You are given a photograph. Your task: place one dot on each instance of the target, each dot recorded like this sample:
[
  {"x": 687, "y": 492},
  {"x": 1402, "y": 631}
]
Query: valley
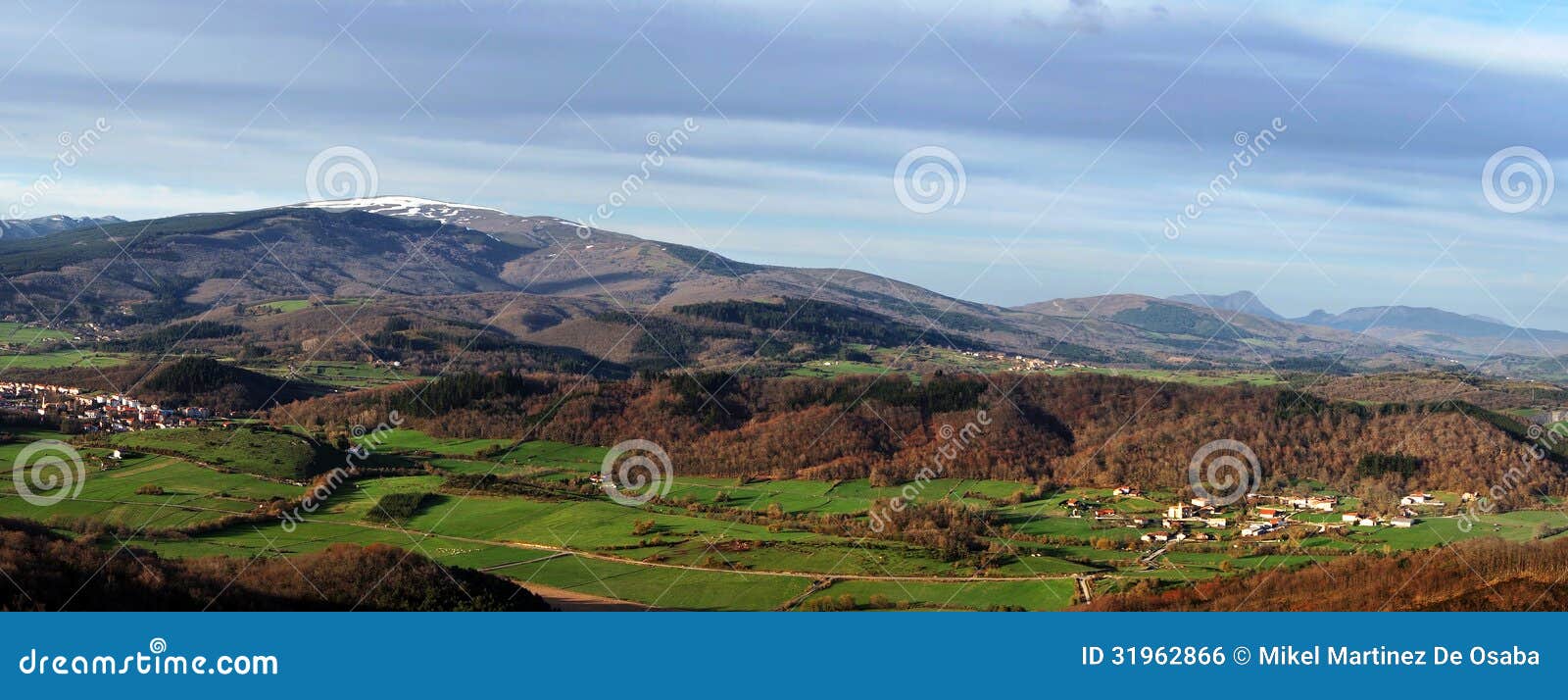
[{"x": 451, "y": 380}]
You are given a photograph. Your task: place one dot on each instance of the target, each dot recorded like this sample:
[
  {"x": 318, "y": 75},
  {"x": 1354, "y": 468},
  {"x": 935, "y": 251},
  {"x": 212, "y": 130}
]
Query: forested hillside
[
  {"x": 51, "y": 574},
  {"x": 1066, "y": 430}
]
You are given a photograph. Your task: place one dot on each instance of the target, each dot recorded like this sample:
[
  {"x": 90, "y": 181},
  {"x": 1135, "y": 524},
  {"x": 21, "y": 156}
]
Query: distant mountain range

# [Exercise aim]
No pictures belong in the copy. Transcribe every entry exactly.

# [Exercise solution]
You are given a photograph. Your task: place one dot on each instance of the target, each dot recorded like this sample:
[
  {"x": 687, "y": 492},
  {"x": 1402, "y": 631}
]
Query: valley
[{"x": 451, "y": 380}]
You are given a photograph. Your task: place one dot on each instance of the target, each dot recorded like this sample:
[
  {"x": 318, "y": 75},
  {"x": 1354, "y": 468},
  {"x": 935, "y": 251},
  {"x": 212, "y": 130}
]
Query: forested hillside
[
  {"x": 51, "y": 574},
  {"x": 1066, "y": 430}
]
You are given a photograph. Your task: place one dot on each instance of the target, each dot recorded like this sample:
[
  {"x": 90, "y": 181},
  {"x": 1135, "y": 524},
  {"x": 21, "y": 156}
]
Query: distant mountain range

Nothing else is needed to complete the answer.